(Written instruction): Please return each line below that contains the string "item". Case counts.

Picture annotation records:
- - -

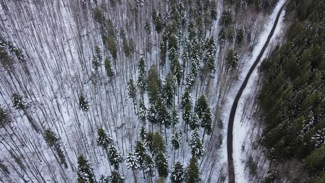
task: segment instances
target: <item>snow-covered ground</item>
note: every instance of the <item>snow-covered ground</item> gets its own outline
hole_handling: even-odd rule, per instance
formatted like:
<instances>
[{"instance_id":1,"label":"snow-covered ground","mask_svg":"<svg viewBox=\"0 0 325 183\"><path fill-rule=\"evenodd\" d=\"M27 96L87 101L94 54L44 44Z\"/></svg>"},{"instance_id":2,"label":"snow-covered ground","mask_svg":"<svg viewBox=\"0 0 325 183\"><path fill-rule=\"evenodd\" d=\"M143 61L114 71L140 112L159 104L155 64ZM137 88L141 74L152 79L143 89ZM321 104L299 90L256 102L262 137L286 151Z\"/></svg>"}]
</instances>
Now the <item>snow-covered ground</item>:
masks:
<instances>
[{"instance_id":1,"label":"snow-covered ground","mask_svg":"<svg viewBox=\"0 0 325 183\"><path fill-rule=\"evenodd\" d=\"M223 1L218 2L218 11L222 12ZM280 1L279 3L283 2ZM122 2L126 3L127 1ZM84 155L93 163L96 178L101 174L108 175L110 169L108 166L107 157L102 148L97 146L94 140L96 129L102 126L108 129L114 138L116 145L124 155L131 150L135 141L139 139L138 129L141 123L134 111L133 105L126 92L126 83L130 78L137 78L137 69L133 66L137 66L141 56L147 55L144 51L143 40L146 38L142 36L145 35L143 30L137 31L135 28L127 32L131 35L128 38L133 38L136 41L137 48L134 58L124 56L121 51L122 50L120 44L122 41L119 38L118 58L115 71L116 77L113 83L108 82L103 66L100 70L98 81L95 82L91 79L90 71L93 47L99 45L103 50L104 57L109 56L109 53L103 49L98 25L91 18L91 7L87 7L89 9L84 10L77 1L12 1L10 5L11 11L8 14L2 11L0 12L2 30L8 40L12 41L28 55L26 65L29 73L24 72L26 71L25 66L21 63L16 63L13 76L7 75L4 68L0 68L0 93L2 94L0 102L1 104L8 107L9 113L13 118L10 125L12 129L6 129L9 132L8 134L4 132L5 129L0 130L2 134L6 134L2 138L5 138L8 142L6 147L10 146L10 150L17 150L19 152L17 152L18 158L23 160L23 164L27 167L22 174L27 180L30 178L46 182L54 182L55 179L59 182L75 182L77 156L79 154ZM278 6L279 5L277 8ZM120 28L126 26L126 20L132 15L129 14L131 14L128 11L129 10L125 7L118 6L117 7L109 8L107 15L115 21L114 23L117 28ZM144 8L143 11L147 12ZM218 18L220 14L218 13ZM270 21L266 25L266 30L270 30L272 27L274 14L270 15ZM116 15L118 15L118 17L121 15L120 19L116 18ZM145 58L148 68L156 64L158 57L157 50L155 49L158 48L158 36L156 35L154 27L151 28L153 30L150 36L153 51ZM217 20L214 22L211 35L215 39L217 39L219 28ZM223 116L224 130L227 128L226 114L230 111L232 100L233 100L237 93L238 86L250 67L254 56L258 54L258 50L263 46L267 35L267 31L261 36L259 46L256 47L253 51L253 58L247 58L246 61L242 62L241 66L243 66L240 68L239 80L236 81L236 87L231 89L226 102L227 105ZM166 65L168 66L168 64ZM159 67L160 69L162 67ZM164 72L161 72L161 76L165 76L168 71L168 69L164 70ZM220 79L217 76L217 73L211 77L210 83L208 83L209 86L205 86L205 83L202 84L200 79L197 79L192 92L193 101L200 95L205 94L208 97L213 112L217 111L218 107L216 99L219 93L217 88L215 89ZM203 88L205 87L205 90L201 90L201 86ZM180 98L183 89L183 85L179 87L179 95L177 98ZM62 169L59 166L54 158L54 154L46 145L42 135L35 133L23 112L18 111L12 107L10 98L13 93L19 93L29 102L30 108L27 112L40 127L44 129L51 128L59 135L62 146L64 147L64 155L68 159L68 169ZM81 95L89 99L90 108L87 112L84 112L79 108L78 97ZM138 99L139 99L138 96ZM146 96L145 101L147 105L147 100ZM178 107L177 104L176 106ZM180 110L179 112L181 116ZM216 117L214 116L214 118ZM147 124L148 125L148 122ZM176 128L177 130L183 129L182 124L181 121ZM155 127L154 130L158 129L159 127ZM235 129L234 132L235 141L237 140L237 130ZM215 132L213 137L217 136L217 132ZM171 129L168 130L169 137L171 136ZM190 137L190 132L188 136ZM12 137L12 139L10 137ZM205 182L213 182L213 180L217 179L219 169L226 162L226 160L224 159L226 158L226 138L223 138L223 143L225 148L221 148L220 153L216 149L215 145L217 139L212 138L212 140L208 140L210 137L206 136L204 145L206 151L209 151L211 154L205 156L201 166ZM17 162L8 153L9 150L4 148L5 145L0 145L0 152L3 155L2 158L9 159L9 162L13 165L10 166L7 162L4 163L10 170L18 167ZM234 151L236 150L237 149L234 149ZM167 151L169 157L172 157L173 151L169 140ZM236 153L238 152L236 151ZM234 156L237 158L236 155L234 152ZM176 152L175 161L180 161L186 166L190 157L190 148L183 138L179 154ZM170 158L170 167L172 165L171 160L172 158ZM212 162L212 160L216 161ZM236 161L235 163L238 162ZM214 169L213 167L215 167ZM19 168L18 169L21 171ZM132 172L126 169L124 163L121 164L120 171L126 177L128 182L133 181ZM35 172L38 173L33 174ZM15 173L12 171L11 173ZM209 174L211 174L211 176ZM137 175L138 182L144 182L141 178L141 171L137 172ZM210 178L210 180L207 179L208 177ZM157 176L154 178L157 178ZM13 179L14 182L23 182L18 175Z\"/></svg>"},{"instance_id":2,"label":"snow-covered ground","mask_svg":"<svg viewBox=\"0 0 325 183\"><path fill-rule=\"evenodd\" d=\"M240 87L240 86L245 79L247 73L248 72L250 67L255 60L258 55L259 54L261 50L262 49L262 47L264 45L268 36L271 32L271 29L273 25L278 12L285 2L285 0L280 0L279 1L276 7L274 9L274 10L270 15L268 22L265 25L264 31L263 31L261 35L258 43L253 51L252 56L251 57L246 58L246 60L245 61L246 64L245 64L241 68L242 71L239 74L238 81L235 84L234 89L231 90L228 98L226 104L225 105L224 110L223 117L225 121L227 121L228 120L231 107L238 90ZM277 36L279 35L283 30L283 18L284 16L284 11L282 11L273 36L271 38L271 42L261 58L261 61L259 63L258 65L252 73L247 85L245 89L244 90L243 95L239 101L237 110L236 111L234 119L233 147L233 156L234 157L236 180L236 181L238 182L241 183L248 182L248 180L246 178L249 175L247 171L245 171L244 163L245 161L247 158L247 157L246 152L245 150L242 150L242 146L243 145L244 145L245 144L251 144L249 142L251 142L253 139L249 138L247 139L248 134L250 134L251 133L256 133L256 132L251 131L252 129L252 127L251 126L253 124L253 123L250 123L251 121L249 121L249 120L246 120L245 121L249 121L250 123L243 123L242 120L244 112L244 107L247 107L246 106L247 104L246 104L247 101L246 101L246 100L248 96L251 94L252 91L254 90L254 89L255 89L257 86L257 79L258 78L257 69L258 66L263 59L265 58L268 53L268 50L272 49L272 46L274 46L272 42L276 40ZM251 97L252 96L249 97ZM249 104L254 105L253 103L251 102ZM252 136L255 136L253 135ZM224 144L226 143L226 139L225 138L224 139ZM222 152L224 156L226 157L227 151L225 145L224 146ZM266 167L266 168L267 169L267 166Z\"/></svg>"}]
</instances>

- - -

(Worked solution):
target: <item>snow-covered ground</item>
note: every instance of the <item>snow-covered ground</item> gets its own outline
Now the <item>snow-covered ground</item>:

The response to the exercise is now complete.